Information shown
+-------+

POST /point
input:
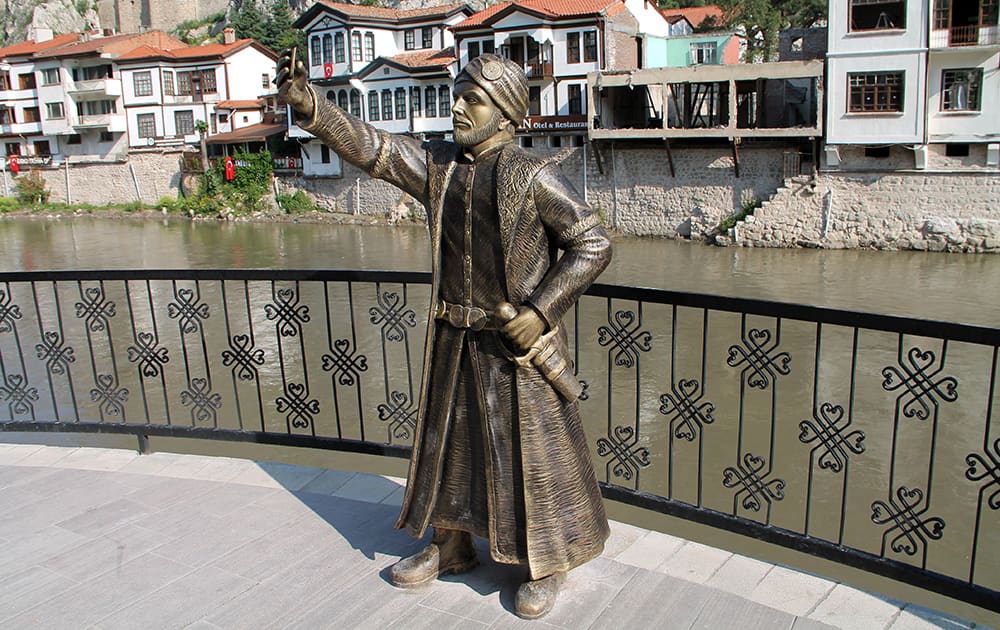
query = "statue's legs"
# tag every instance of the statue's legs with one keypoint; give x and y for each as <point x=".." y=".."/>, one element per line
<point x="451" y="551"/>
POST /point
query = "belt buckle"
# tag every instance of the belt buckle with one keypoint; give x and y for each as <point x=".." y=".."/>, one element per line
<point x="478" y="318"/>
<point x="454" y="315"/>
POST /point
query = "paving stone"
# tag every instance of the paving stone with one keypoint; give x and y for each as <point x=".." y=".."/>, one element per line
<point x="163" y="492"/>
<point x="105" y="518"/>
<point x="622" y="537"/>
<point x="328" y="482"/>
<point x="290" y="477"/>
<point x="650" y="600"/>
<point x="225" y="498"/>
<point x="37" y="546"/>
<point x="10" y="454"/>
<point x="739" y="575"/>
<point x="477" y="595"/>
<point x="725" y="610"/>
<point x="852" y="609"/>
<point x="802" y="623"/>
<point x="694" y="562"/>
<point x="371" y="488"/>
<point x="180" y="603"/>
<point x="43" y="456"/>
<point x="650" y="551"/>
<point x="790" y="591"/>
<point x="395" y="498"/>
<point x="87" y="603"/>
<point x="106" y="553"/>
<point x="588" y="592"/>
<point x="431" y="619"/>
<point x="20" y="476"/>
<point x="28" y="588"/>
<point x="89" y="458"/>
<point x="150" y="464"/>
<point x="217" y="536"/>
<point x="914" y="617"/>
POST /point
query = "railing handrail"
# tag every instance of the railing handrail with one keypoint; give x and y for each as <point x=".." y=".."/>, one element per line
<point x="936" y="329"/>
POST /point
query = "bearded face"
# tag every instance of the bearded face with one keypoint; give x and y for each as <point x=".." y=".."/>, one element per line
<point x="475" y="117"/>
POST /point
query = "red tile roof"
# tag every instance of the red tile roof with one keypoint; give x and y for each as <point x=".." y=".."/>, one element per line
<point x="254" y="104"/>
<point x="193" y="52"/>
<point x="553" y="9"/>
<point x="360" y="10"/>
<point x="24" y="49"/>
<point x="696" y="15"/>
<point x="252" y="133"/>
<point x="425" y="59"/>
<point x="115" y="44"/>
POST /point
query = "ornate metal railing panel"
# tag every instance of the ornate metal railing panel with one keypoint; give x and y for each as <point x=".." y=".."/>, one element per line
<point x="869" y="440"/>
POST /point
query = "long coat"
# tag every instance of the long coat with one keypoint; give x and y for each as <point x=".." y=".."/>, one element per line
<point x="539" y="215"/>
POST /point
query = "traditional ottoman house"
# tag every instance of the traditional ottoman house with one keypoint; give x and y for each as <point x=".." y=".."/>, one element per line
<point x="391" y="67"/>
<point x="913" y="84"/>
<point x="168" y="91"/>
<point x="558" y="42"/>
<point x="697" y="37"/>
<point x="29" y="111"/>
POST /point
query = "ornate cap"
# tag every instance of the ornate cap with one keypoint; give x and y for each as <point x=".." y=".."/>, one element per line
<point x="503" y="80"/>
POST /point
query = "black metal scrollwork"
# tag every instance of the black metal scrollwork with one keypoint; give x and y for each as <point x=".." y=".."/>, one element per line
<point x="301" y="410"/>
<point x="95" y="309"/>
<point x="18" y="394"/>
<point x="828" y="428"/>
<point x="689" y="417"/>
<point x="8" y="313"/>
<point x="147" y="352"/>
<point x="187" y="311"/>
<point x="56" y="355"/>
<point x="750" y="477"/>
<point x="918" y="383"/>
<point x="344" y="363"/>
<point x="204" y="404"/>
<point x="622" y="445"/>
<point x="624" y="335"/>
<point x="986" y="466"/>
<point x="904" y="517"/>
<point x="392" y="315"/>
<point x="399" y="412"/>
<point x="761" y="367"/>
<point x="111" y="399"/>
<point x="289" y="313"/>
<point x="243" y="357"/>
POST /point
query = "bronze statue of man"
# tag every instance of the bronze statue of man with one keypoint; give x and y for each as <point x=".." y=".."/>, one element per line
<point x="500" y="451"/>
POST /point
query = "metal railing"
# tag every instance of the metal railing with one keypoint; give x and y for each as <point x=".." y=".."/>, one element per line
<point x="865" y="439"/>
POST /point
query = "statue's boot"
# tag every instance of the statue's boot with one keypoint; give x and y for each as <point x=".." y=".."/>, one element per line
<point x="535" y="598"/>
<point x="450" y="552"/>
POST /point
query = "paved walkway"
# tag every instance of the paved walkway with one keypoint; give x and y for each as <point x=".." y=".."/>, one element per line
<point x="102" y="538"/>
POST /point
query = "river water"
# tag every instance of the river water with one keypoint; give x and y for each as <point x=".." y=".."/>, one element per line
<point x="954" y="287"/>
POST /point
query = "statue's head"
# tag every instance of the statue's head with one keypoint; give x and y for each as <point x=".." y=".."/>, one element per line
<point x="491" y="98"/>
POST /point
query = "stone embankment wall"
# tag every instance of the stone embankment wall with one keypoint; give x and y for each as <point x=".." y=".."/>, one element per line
<point x="147" y="176"/>
<point x="635" y="194"/>
<point x="946" y="211"/>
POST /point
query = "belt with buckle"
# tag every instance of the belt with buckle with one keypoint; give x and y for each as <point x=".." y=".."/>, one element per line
<point x="471" y="317"/>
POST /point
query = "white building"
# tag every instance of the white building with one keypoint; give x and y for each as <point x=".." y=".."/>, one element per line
<point x="558" y="44"/>
<point x="24" y="116"/>
<point x="81" y="91"/>
<point x="913" y="84"/>
<point x="167" y="92"/>
<point x="391" y="67"/>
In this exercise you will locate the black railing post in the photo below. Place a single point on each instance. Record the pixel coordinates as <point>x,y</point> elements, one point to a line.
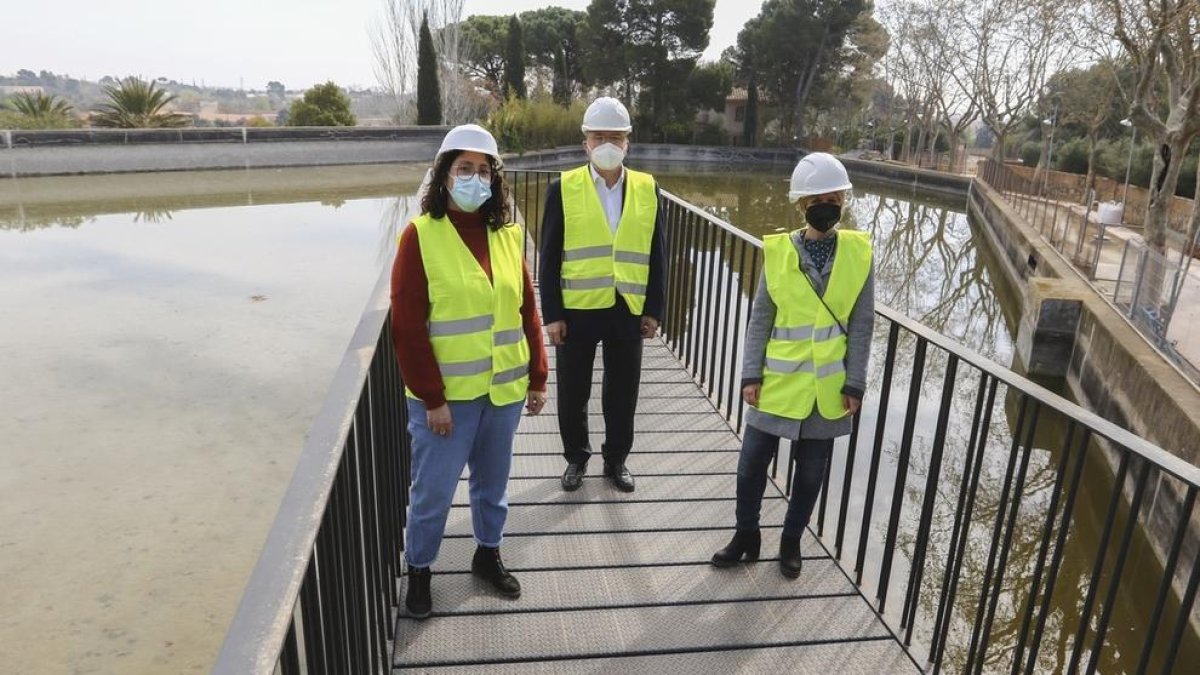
<point>847,479</point>
<point>1085,615</point>
<point>1043,549</point>
<point>1007,547</point>
<point>877,451</point>
<point>1164,586</point>
<point>963,514</point>
<point>910,424</point>
<point>1102,627</point>
<point>997,530</point>
<point>1060,548</point>
<point>917,569</point>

+-------+

Your task
With the images omitted, output all entries exactly as given.

Response box
POST /point
input:
query = "statue's legs"
# tag every instance of the statue's legs with one keypoint; give x and y for each as <point x=".." y=".."/>, one element per line
<point x="451" y="551"/>
POST /point
query = "belt buckle"
# tag every instance of the belt buckle with one keypoint; give x and y for each as <point x=".." y=".."/>, one element per line
<point x="478" y="318"/>
<point x="454" y="315"/>
POST /point
query = "paving stone"
# tag every instance of the paving stone with one keypoint; give x and y for each as <point x=".." y=".."/>, one element per line
<point x="163" y="492"/>
<point x="105" y="518"/>
<point x="622" y="537"/>
<point x="328" y="482"/>
<point x="290" y="477"/>
<point x="650" y="600"/>
<point x="225" y="498"/>
<point x="37" y="546"/>
<point x="10" y="454"/>
<point x="739" y="575"/>
<point x="477" y="595"/>
<point x="725" y="610"/>
<point x="852" y="609"/>
<point x="802" y="623"/>
<point x="694" y="562"/>
<point x="371" y="488"/>
<point x="180" y="603"/>
<point x="43" y="456"/>
<point x="650" y="551"/>
<point x="790" y="591"/>
<point x="395" y="498"/>
<point x="87" y="603"/>
<point x="106" y="553"/>
<point x="588" y="592"/>
<point x="431" y="619"/>
<point x="20" y="476"/>
<point x="28" y="588"/>
<point x="89" y="458"/>
<point x="150" y="464"/>
<point x="217" y="536"/>
<point x="914" y="617"/>
POST /point
query = "railing handrail"
# tag every instance of the railing handrail with one keypoint; give x and y for each as <point x=".." y=".."/>, one element per line
<point x="936" y="329"/>
POST /point
query = "bearded face"
# tag every instance of the bearded face with one keypoint; give x and y for each as <point x=".." y=".."/>, one element per line
<point x="475" y="117"/>
POST /point
query = "red tile roof"
# tag every instance of the red tile roof with one keypoint; give x and y for each as <point x=".." y=".."/>, one element per line
<point x="254" y="104"/>
<point x="193" y="52"/>
<point x="553" y="9"/>
<point x="360" y="10"/>
<point x="24" y="49"/>
<point x="696" y="15"/>
<point x="252" y="133"/>
<point x="425" y="59"/>
<point x="115" y="44"/>
POST /point
query = "ornate metal railing panel"
# tag every instance of the ornate metal railing panel with one keypoint; give x and y for each as <point x=".." y=".."/>, one element per line
<point x="869" y="440"/>
POST /point
query = "long coat"
# tag every instance of the long coat with one keypoint; give x and y for each as <point x=".." y=".."/>, one element per line
<point x="539" y="215"/>
POST /point
query = "traditional ottoman house"
# tag every instance of the traditional ottoman house with one keypoint; give x and y for each as <point x=".." y=".."/>, one element per line
<point x="391" y="67"/>
<point x="913" y="84"/>
<point x="168" y="91"/>
<point x="558" y="42"/>
<point x="697" y="37"/>
<point x="29" y="111"/>
POST /point
query = "ornate cap"
# tag every instance of the ornate cap with one keypoint; give x and y for each as <point x=".." y=".."/>, one element per line
<point x="503" y="80"/>
POST /point
query = "black metal scrollwork"
# tag every instance of the black metal scrollwork with one keypoint; give x and y for each as <point x=".." y=".."/>, one element per line
<point x="301" y="410"/>
<point x="95" y="309"/>
<point x="18" y="394"/>
<point x="828" y="428"/>
<point x="689" y="417"/>
<point x="8" y="313"/>
<point x="147" y="352"/>
<point x="187" y="311"/>
<point x="56" y="355"/>
<point x="750" y="477"/>
<point x="918" y="383"/>
<point x="344" y="363"/>
<point x="204" y="404"/>
<point x="622" y="445"/>
<point x="624" y="335"/>
<point x="986" y="466"/>
<point x="904" y="517"/>
<point x="392" y="315"/>
<point x="399" y="412"/>
<point x="761" y="367"/>
<point x="111" y="399"/>
<point x="289" y="313"/>
<point x="243" y="357"/>
POST /point
query = "bronze statue of man"
# tag every instance of the bronze statue of man with one keypoint; give x and y for each as <point x=".." y=".."/>, one element per line
<point x="500" y="451"/>
POST /point
query = "metal railing"
# tag every instance of the metal railing with one keypoint; give x and y for each as <point x=".." y=".."/>, one element per line
<point x="865" y="439"/>
POST /point
query = "statue's boot"
# tag every instance of the statue's boot with one keypoint; give x and y for each as <point x=".." y=".."/>, one element per line
<point x="535" y="598"/>
<point x="450" y="552"/>
POST /point
query = "paved walkway"
# tag every instance of the paved walkway with one keypoint; give x and y for each as <point x=".." y=".."/>, one element per line
<point x="102" y="538"/>
POST /point
query = "river water"
# tag every instance of the river water with one keypoint; give x and y for each as <point x=".." y=".."/>, one element per line
<point x="954" y="287"/>
POST /point
query = "statue's head"
# tag every instance of the statue's head with one keypoint; give x and y for each as <point x=".." y=".."/>, one element per line
<point x="491" y="98"/>
POST /point
query = "stone embankment wall"
# tag every instance of the stone embankment wall with one keypoint; give x and y for each as <point x=".." y=".."/>, one element per line
<point x="147" y="176"/>
<point x="635" y="194"/>
<point x="946" y="211"/>
POST /point
query = "belt with buckle"
# tag every instance of the belt with buckle with one keypoint; give x and y for each as <point x=".." y=".."/>, one element per line
<point x="471" y="317"/>
POST /point
query = "white building"
# tag every instance of the white building with one keypoint; give x and y for each as <point x=".." y=".."/>, one element per line
<point x="558" y="44"/>
<point x="24" y="116"/>
<point x="81" y="91"/>
<point x="913" y="84"/>
<point x="167" y="92"/>
<point x="391" y="67"/>
In this exercise you will locate the black railing post in the photo below. Place a single point on each instance. Record the pixel coordinates as <point>x,y</point> elements, one point to a line.
<point>847,479</point>
<point>1085,615</point>
<point>1043,549</point>
<point>1007,547</point>
<point>877,451</point>
<point>1164,586</point>
<point>963,514</point>
<point>910,424</point>
<point>1102,627</point>
<point>997,530</point>
<point>1060,548</point>
<point>917,569</point>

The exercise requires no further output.